------ MATERIAL SUPPLIED ------

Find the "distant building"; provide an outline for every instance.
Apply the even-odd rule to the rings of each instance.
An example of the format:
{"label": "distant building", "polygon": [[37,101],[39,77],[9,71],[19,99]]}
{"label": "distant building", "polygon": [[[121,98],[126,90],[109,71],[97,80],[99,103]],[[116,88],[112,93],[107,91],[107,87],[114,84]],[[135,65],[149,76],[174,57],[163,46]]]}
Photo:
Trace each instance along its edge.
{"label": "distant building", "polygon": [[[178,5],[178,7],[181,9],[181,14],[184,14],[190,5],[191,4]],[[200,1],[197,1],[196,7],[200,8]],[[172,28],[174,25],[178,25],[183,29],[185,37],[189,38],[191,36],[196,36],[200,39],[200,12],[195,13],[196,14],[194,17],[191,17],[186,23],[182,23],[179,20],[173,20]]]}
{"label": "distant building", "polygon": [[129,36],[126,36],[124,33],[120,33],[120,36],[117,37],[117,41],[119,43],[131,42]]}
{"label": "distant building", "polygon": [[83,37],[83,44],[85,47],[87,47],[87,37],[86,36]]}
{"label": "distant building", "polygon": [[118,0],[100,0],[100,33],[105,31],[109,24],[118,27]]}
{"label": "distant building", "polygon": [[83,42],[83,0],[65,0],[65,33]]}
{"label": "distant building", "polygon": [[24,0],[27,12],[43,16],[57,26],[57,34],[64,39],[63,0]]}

------

-- INSTRUCTIONS FOR THE TASK --
Nothing in the records may be left out; reproduce them exactly.

-- TASK ANSWER --
Find the "distant building"; provide an outline for every instance.
Apply the even-odd rule to the rings of each instance.
An example of the format:
{"label": "distant building", "polygon": [[37,101],[39,77],[9,71],[19,99]]}
{"label": "distant building", "polygon": [[[121,98],[126,90],[109,71],[97,80],[99,103]],[[116,88],[112,93],[107,91],[107,87],[114,84]],[[135,65],[149,76],[174,57],[163,46]]]}
Photo:
Trace each instance along its edge.
{"label": "distant building", "polygon": [[[178,5],[178,7],[181,9],[181,14],[184,14],[190,5],[191,4]],[[200,1],[197,1],[196,7],[200,8]],[[172,28],[174,25],[178,25],[183,29],[185,37],[189,38],[191,36],[196,36],[200,39],[200,12],[195,13],[196,14],[194,17],[191,17],[186,23],[182,23],[179,20],[173,20]]]}
{"label": "distant building", "polygon": [[129,36],[126,36],[124,33],[120,33],[120,36],[117,37],[117,41],[119,43],[131,42]]}
{"label": "distant building", "polygon": [[83,37],[83,44],[85,47],[87,47],[87,37],[86,36]]}
{"label": "distant building", "polygon": [[118,0],[100,0],[100,33],[105,31],[109,24],[118,27]]}
{"label": "distant building", "polygon": [[83,42],[83,0],[65,0],[65,33]]}
{"label": "distant building", "polygon": [[24,0],[27,12],[43,16],[57,26],[57,34],[64,39],[63,0]]}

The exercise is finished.